Short exercise A: In the text on the Kerala Premier League, which club holds the most championships?

Kerala Premier League
- Organising body: Kerala Football Association
- Founded: 1998; 28 years ago (as Kerala Football League)
- Country: India
- Number of clubs: 14
- Level on pyramid: 5
- Promotion to: I-League 3
- Relegation to: Kerala Premier League Second Division
- Current champions: Gokulam Kerala B (3rd title)
- Most championships: SBT Thiruvananthapuram (6 titles)
- Broadcaster(s): Sports Reporter(YouTube)
- Current: 2025–26

= Kerala Premier League =

The Kerala Premier League is the highest state-level football league organized by the Kerala Football Association and played in the state of Kerala, India. It is the overall fifth tier of the Indian football league system. For sponsorship reasons it is officially known as the Elite Kerala Premier League. Founded in 1998, the Kerala Football League was the first football league in Kerala, and got rebranded in 2013 as the KPL. Gokulam Kerala FC Reserves is the current champion.

==History==
===Kerala Football League===
After the introduction of the National Football League by the All India Football Federation, the Kerala Football Association started its Kerala Football League (KFL) in 1998. The team finishing top was nominated to 2nd division of the National Football League.

===1998 season===
FC Kochin was crowned the inaugural champion. SBT finished in second place.

===1999 season===
The second edition of Kerala Football League was held in Kochi and Kollam in December 1999. FC Kochin retained the tille, and SBT FC become the runners up.

===2007 season===
SBT FC won the title, and Central Excise Kochi become the runners up.

==Format==
The league features teams from the state of Kerala affiliated with the KFA. The top four teams from each group qualify for the final round. A women's league started in the 2014–15 season with 8 teams.

Short exercise B: Reproduce every one of the records below verbatim, leaving nothing out.

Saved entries

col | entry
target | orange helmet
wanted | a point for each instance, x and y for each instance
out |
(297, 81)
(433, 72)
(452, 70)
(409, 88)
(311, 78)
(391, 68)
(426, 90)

Final result A: SBT Thiruvananthapuram, with 6 titles.

Final result B:
col | entry
target | orange helmet
wanted | a point for each instance, x and y for each instance
out |
(297, 81)
(433, 72)
(452, 70)
(409, 88)
(311, 78)
(391, 68)
(426, 90)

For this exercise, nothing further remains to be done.